— EXERCISE AIM —
Please arrange the records as a Markdown table with the columns Number and Line, one numbered row per line and no rows for blank lines. Begin at the first line of the records and stop after the line that has "[0,178,850,548]".
○ ○ ○ ○
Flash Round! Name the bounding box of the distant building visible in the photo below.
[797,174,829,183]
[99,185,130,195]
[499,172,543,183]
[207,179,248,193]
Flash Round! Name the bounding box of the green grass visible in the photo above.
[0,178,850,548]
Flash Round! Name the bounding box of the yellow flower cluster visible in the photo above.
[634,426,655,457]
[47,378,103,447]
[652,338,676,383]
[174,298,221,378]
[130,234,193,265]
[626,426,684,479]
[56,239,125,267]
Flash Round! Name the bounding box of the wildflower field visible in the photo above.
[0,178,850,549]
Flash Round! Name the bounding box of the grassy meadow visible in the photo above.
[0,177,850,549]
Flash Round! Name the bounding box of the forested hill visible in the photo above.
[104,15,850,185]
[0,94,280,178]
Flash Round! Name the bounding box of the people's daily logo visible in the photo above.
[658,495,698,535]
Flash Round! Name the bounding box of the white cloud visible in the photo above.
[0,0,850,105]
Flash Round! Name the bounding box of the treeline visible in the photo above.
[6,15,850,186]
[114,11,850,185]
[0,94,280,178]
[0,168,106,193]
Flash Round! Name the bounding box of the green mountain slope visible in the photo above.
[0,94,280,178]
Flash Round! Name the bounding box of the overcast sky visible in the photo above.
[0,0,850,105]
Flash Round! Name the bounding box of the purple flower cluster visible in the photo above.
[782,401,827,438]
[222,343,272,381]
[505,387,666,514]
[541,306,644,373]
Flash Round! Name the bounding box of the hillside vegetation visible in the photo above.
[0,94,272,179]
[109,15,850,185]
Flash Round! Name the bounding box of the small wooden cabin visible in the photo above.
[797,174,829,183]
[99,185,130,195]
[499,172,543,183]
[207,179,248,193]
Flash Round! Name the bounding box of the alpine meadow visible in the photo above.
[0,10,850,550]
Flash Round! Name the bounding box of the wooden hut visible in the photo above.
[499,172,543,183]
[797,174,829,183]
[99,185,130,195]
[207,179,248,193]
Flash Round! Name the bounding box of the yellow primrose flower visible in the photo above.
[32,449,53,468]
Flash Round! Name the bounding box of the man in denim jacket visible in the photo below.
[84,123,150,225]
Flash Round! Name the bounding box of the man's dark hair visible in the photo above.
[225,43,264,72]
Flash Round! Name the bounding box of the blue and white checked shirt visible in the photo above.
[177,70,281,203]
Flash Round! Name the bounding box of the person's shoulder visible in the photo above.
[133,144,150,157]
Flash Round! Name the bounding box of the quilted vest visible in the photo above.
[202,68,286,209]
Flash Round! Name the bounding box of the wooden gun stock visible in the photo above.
○ ○ ○ ○
— PROBLEM SOLUTION —
| Number | Line |
|---|---|
| 1 | Flash Round! Name the bounding box of the distant building visible in the photo below. |
| 2 | [797,174,829,183] |
| 3 | [99,185,130,195] |
| 4 | [499,172,543,183] |
| 5 | [207,179,248,193] |
| 6 | Flash Round! Name the bounding box of the green grass visible in the photo above. |
| 7 | [0,178,850,548] |